-- start of SOURCE DATA --
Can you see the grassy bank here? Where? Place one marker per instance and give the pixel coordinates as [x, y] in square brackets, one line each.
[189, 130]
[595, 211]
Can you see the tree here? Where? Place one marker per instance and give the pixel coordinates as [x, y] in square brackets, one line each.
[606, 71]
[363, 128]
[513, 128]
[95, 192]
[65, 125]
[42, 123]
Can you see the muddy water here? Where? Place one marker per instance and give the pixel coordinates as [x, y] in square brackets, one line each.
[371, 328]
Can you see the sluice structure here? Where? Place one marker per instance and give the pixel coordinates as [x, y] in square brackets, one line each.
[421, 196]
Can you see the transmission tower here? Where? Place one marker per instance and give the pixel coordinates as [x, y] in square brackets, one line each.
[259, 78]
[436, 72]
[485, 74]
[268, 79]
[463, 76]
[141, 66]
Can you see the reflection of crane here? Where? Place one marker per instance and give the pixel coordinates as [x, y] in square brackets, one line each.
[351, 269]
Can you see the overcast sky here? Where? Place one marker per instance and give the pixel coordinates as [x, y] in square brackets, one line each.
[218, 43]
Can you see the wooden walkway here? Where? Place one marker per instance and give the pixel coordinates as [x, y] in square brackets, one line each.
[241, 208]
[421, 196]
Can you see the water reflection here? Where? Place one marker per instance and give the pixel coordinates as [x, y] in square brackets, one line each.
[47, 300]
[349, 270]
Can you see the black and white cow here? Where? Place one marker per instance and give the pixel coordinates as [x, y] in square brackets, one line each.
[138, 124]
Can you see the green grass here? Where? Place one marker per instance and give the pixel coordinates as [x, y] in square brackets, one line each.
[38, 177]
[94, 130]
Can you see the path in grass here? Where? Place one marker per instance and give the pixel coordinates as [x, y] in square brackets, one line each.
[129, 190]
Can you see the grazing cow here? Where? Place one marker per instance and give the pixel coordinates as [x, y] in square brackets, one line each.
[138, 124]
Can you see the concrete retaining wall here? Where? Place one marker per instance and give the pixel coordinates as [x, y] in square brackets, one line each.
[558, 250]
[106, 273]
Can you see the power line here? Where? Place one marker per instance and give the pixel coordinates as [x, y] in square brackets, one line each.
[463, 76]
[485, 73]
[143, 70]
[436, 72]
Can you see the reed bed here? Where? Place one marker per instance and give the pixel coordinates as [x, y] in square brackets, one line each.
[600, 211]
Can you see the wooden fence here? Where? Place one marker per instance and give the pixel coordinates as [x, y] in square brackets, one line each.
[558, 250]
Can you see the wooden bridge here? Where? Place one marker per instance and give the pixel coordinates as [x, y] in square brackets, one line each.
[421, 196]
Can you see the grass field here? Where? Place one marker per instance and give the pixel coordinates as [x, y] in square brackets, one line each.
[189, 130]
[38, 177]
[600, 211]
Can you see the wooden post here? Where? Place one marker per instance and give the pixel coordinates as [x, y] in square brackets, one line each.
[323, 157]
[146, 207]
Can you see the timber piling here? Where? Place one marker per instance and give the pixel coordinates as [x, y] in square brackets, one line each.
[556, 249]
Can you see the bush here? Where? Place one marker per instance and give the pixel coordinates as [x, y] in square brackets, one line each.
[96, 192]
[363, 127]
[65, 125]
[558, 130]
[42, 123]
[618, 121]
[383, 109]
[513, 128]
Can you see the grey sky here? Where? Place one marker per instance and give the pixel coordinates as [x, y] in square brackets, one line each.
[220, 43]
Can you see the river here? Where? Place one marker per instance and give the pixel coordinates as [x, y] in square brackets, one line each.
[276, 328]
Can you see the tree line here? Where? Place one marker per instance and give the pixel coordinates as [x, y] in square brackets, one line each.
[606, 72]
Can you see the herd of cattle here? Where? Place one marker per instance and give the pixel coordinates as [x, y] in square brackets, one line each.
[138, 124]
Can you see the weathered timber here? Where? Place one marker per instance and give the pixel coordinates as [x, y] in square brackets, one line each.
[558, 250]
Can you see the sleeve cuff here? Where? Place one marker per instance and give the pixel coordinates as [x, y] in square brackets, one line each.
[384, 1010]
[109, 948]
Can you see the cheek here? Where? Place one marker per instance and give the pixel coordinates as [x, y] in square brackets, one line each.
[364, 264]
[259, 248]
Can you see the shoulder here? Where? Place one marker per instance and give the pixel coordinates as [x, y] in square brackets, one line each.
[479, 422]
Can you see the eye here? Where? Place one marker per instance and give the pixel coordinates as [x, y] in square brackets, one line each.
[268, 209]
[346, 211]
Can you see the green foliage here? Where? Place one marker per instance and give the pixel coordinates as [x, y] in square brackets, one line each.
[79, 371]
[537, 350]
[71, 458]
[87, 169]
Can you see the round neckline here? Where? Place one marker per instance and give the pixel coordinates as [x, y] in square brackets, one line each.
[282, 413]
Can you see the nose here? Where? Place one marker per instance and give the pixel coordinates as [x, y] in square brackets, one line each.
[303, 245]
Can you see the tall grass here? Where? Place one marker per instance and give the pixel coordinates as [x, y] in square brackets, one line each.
-- end of SOURCE DATA --
== THE REQUEST ==
Update the items above by changing each "Place one marker per instance" to "Put one marker on each instance" and leaving everything else as it is.

== TASK ANSWER ==
Can you see the grassy bank here? Where? Put one marker on each instance and give the pixel coordinates as [x, y] in square brackets, one line each.
[189, 130]
[595, 211]
Can you see the tree here? Where? Put one marker on each instance and give the pixel coordinates as [x, y] in square brackets, one line each.
[606, 71]
[363, 128]
[513, 128]
[95, 192]
[65, 125]
[42, 123]
Can you see the muddy water here? Where? Put one marker on each instance and give the pixel coordinates as [x, y] in square brackets, one line each.
[371, 328]
Can you see the sluice structure here? Where? Put one marker on each instance and give the pixel coordinates as [x, y] in square brackets, one line each.
[421, 196]
Can you see the transmission tower here? Where? Put one marker on each instance and give the pixel coordinates as [x, y] in square brackets, one line each.
[259, 78]
[436, 72]
[485, 74]
[268, 79]
[463, 76]
[141, 66]
Can you see the reflection of crane here? Where? Put one marker on each instance and give the pixel coordinates as [x, y] in square brackets, one line each.
[351, 269]
Can you see the overcast sky here? Where? Put one marker on each instance and give the pixel coordinates as [x, y] in square brackets, one line each.
[218, 43]
Can you see the wooden walkway here? Where? Put one marker on each instance and give the pixel coordinates as [x, y] in square brackets, one line each.
[241, 208]
[421, 196]
Can you see the water reflection here? Where? Put one marker on each instance and give the pixel coordinates as [x, y] in square brackets, one line each.
[47, 300]
[349, 270]
Can you see the black and white cow here? Where? Put one marker on each instance and give the pixel coordinates as [x, y] in square brackets, one line each.
[138, 124]
Can you see the green grass here? Where? Put one marker on each instance and give the pixel coordinates as [x, y] in square brackets, one line each.
[38, 177]
[94, 130]
Can you see the path in grass here? Where? Put one marker on each instance and give the pixel coordinates as [x, y] in square brackets, one line each.
[129, 190]
Can you see the grazing cow here? Where? Put one marker on each instance and give the pixel coordinates as [x, y] in square brackets, one line each.
[138, 124]
Can you see the concrete retaining wall here? Where? Put one marker on each instance and give the pixel coordinates as [x, y] in square brackets, one line each.
[558, 250]
[106, 273]
Can you see the power line here? Where? Put one marker on each instance and give the pixel coordinates as [x, y] in square brackets, one line each.
[463, 76]
[485, 73]
[143, 70]
[436, 72]
Can you see the reed bed here? Where? Put one marker on each instance and give the pixel coordinates as [x, y] in square brackets, one line each.
[600, 211]
Can you see the wooden fence here? Where? Put one marker on each instance and give the pixel coordinates as [x, y] in square brackets, one line each.
[558, 250]
Can you see the wooden bridge here? Where? Put one marker on each instance and give the pixel coordinates as [x, y] in square brackets, one line each.
[421, 196]
Can you see the grass field here? Where? Put one marker on each instance and give the pixel coordinates as [x, y] in square brackets, one line each.
[189, 130]
[38, 177]
[600, 211]
Can you see the wooden post here? Where? Put one marker on each instance and give the pixel coordinates as [x, y] in square brackets, one line each.
[323, 157]
[146, 207]
Can you see the timber piling here? Where? Put one marker on each instance and give the pixel coordinates as [x, y] in square brackets, one line each.
[556, 249]
Can you see the bush here? Where? Put one marker on each instance and give the pixel coordinates as [x, y] in square brackets, one line each.
[96, 192]
[363, 127]
[65, 125]
[558, 130]
[42, 123]
[618, 121]
[383, 109]
[513, 128]
Can you see the grey sky here? Where? Put one marker on each instance and give the pixel coordinates as [x, y] in square brackets, one line each.
[220, 43]
Can you see the river here? Where? Put one marker on each instance and give the pixel coordinates as [x, y] in square brackets, one line each.
[276, 328]
Can you see the tree line here? Where? Put one marker on each instance and give the pixel coordinates as [x, y] in square brackets, one line each.
[606, 72]
Can you see the herd of cattle here? Where? Put one marker on each instance and give the pixel coordinates as [x, y] in square brackets, one line each.
[138, 124]
Can you see the weathered timber here? Where? Put one marker on each instance and give the pixel coordinates as [x, y] in square brackets, one line each.
[558, 250]
Can you see the sleeve cuff here? Where? Put one marker on each instance and give the pixel coordinates as [x, y] in square brackets, one line each.
[384, 1010]
[109, 948]
Can you see the cheek here? Where? Put one marker on each instance and give the pixel coordinates as [x, y] in square brackets, one line each.
[364, 264]
[259, 248]
Can you see the shoulder here? Where? Put one marker on each instance and give the pixel coordinates as [x, y] in square brackets, one line each.
[479, 422]
Can you see the eye here? Where? Put one marker on each instance and give the pixel coordinates as [x, y] in square brackets, one line each.
[268, 209]
[346, 211]
Can you see the green foliage here? Where? Put one marker on each instance and give the pixel coordinates as [x, y] in square brackets, one line each.
[79, 371]
[537, 350]
[71, 458]
[87, 169]
Can you see the round neckline here? Where? Put one marker on each instance and give the pixel coordinates as [x, y] in square brackets, one line each.
[282, 413]
Can you see the nose here? Where? Put one marker on each instance and give the pixel coordinates as [x, y] in square brackets, one line each.
[303, 245]
Can you see the tall grass here? Where? Put one marker on each instance and give the pixel coordinates as [x, y] in square brackets, one line each.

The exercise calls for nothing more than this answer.